Stored records:
──────────────────────────────

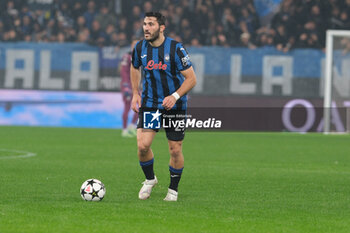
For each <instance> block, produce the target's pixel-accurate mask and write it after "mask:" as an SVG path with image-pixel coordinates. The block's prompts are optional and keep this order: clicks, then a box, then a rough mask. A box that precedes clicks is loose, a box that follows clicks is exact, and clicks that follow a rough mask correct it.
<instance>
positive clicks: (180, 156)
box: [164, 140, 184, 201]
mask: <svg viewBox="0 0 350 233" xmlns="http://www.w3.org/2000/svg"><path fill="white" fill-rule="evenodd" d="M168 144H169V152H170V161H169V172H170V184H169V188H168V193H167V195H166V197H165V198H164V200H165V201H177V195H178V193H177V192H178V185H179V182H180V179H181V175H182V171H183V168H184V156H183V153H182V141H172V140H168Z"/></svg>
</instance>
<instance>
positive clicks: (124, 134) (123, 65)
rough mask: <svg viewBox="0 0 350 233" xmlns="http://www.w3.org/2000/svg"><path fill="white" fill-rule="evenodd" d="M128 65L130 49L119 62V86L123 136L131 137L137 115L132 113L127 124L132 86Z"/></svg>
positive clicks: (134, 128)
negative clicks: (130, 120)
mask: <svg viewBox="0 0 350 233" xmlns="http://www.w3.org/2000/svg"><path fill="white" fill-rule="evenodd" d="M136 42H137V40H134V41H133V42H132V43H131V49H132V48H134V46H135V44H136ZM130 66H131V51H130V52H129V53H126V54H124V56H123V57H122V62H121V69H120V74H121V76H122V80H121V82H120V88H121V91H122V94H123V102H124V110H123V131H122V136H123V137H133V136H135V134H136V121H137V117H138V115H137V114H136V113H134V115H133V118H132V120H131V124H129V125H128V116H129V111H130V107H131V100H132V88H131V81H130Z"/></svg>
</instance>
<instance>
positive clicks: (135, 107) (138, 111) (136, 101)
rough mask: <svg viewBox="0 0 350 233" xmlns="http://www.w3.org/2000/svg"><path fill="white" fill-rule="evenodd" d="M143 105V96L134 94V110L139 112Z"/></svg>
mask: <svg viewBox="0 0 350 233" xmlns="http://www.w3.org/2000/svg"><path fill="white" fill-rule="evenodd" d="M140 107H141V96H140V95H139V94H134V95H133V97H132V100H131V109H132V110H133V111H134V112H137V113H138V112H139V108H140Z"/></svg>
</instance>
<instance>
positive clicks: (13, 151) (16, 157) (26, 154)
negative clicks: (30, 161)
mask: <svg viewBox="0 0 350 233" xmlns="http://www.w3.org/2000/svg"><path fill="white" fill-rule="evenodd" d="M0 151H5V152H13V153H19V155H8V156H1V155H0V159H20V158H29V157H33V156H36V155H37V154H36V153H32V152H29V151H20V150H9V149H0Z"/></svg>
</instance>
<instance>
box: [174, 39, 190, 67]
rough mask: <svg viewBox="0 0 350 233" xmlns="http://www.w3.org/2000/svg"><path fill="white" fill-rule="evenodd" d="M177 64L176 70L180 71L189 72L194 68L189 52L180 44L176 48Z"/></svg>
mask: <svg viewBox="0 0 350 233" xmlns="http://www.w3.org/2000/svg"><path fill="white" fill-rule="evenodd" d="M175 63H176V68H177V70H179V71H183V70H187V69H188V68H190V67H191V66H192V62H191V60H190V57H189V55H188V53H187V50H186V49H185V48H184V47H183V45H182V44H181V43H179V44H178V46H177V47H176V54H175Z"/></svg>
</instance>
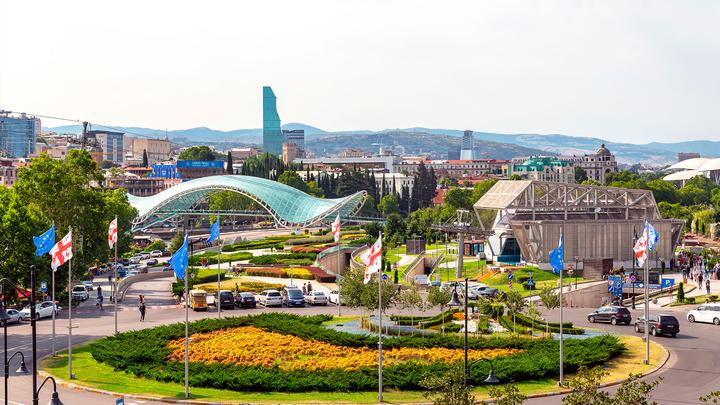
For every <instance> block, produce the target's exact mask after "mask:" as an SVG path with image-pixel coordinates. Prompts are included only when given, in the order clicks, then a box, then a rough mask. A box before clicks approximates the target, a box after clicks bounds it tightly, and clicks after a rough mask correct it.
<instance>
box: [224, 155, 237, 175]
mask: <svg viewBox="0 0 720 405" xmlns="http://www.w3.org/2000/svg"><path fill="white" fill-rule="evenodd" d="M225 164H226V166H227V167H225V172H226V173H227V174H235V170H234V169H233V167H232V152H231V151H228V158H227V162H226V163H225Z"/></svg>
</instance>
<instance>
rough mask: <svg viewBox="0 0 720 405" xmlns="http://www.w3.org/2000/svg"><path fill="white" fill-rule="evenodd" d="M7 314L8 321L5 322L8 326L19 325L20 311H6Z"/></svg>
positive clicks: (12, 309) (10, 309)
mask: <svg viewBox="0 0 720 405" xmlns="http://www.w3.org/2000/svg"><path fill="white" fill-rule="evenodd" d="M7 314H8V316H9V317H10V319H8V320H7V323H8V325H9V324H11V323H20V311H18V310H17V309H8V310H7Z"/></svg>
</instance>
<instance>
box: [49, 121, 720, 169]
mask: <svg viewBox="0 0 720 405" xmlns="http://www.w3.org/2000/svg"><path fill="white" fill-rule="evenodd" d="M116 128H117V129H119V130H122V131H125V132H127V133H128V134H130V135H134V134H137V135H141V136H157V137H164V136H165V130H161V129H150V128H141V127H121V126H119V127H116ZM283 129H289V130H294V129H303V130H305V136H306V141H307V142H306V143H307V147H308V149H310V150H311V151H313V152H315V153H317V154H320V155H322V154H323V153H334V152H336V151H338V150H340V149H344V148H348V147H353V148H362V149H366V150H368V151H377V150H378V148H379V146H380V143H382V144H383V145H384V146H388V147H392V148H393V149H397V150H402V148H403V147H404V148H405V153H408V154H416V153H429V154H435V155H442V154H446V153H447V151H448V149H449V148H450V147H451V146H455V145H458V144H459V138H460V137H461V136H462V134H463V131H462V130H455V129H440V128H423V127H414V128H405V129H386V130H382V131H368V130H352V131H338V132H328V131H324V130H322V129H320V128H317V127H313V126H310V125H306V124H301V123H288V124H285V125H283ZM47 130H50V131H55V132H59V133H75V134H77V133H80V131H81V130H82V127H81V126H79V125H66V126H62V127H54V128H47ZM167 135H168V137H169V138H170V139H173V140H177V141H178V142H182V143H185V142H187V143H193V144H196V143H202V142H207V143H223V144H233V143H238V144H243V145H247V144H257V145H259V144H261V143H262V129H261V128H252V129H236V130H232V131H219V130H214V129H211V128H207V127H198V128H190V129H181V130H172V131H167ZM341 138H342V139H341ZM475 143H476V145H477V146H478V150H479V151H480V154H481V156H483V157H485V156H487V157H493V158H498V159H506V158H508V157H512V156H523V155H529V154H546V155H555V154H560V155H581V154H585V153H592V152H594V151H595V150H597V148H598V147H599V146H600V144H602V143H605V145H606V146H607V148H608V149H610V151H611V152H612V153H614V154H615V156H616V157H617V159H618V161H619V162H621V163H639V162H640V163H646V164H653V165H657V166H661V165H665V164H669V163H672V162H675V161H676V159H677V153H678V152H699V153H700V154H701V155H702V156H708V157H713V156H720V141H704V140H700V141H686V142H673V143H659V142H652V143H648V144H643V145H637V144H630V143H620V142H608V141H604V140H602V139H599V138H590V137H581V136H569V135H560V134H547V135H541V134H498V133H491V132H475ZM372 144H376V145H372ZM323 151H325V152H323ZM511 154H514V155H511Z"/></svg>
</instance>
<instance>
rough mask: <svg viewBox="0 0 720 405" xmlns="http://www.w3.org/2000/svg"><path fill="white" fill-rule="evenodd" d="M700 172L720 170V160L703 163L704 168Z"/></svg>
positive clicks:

──────────────────────────────

### Action item:
The reply should hold the lines from the top of the records through the line containing "positive clicks: (134, 128)", reproduced exactly, and no pictures.

### Reply to the task:
For each <instance> block, produce the target's pixel-accurate mask and write it after "mask:" as an SVG path with image-pixel coordinates. The block's prompts are optional and keep this order: clicks, then a box, then a rough mask. A box that precedes clicks is loose, a box that follows clicks is exact, and clicks that follow a rough mask correct it.
<instance>
positive clicks: (180, 156)
box: [164, 140, 184, 201]
mask: <svg viewBox="0 0 350 233" xmlns="http://www.w3.org/2000/svg"><path fill="white" fill-rule="evenodd" d="M168 144H169V152H170V161H169V172H170V184H169V188H168V193H167V195H166V197H165V198H164V200H165V201H177V195H178V193H177V192H178V185H179V182H180V179H181V175H182V171H183V168H184V156H183V153H182V141H172V140H168Z"/></svg>
</instance>
<instance>
positive clicks: (124, 134) (123, 65)
rough mask: <svg viewBox="0 0 350 233" xmlns="http://www.w3.org/2000/svg"><path fill="white" fill-rule="evenodd" d="M128 65L130 49L119 62V86L123 136L131 137L137 115L132 113L127 124L132 86Z"/></svg>
positive clicks: (134, 128)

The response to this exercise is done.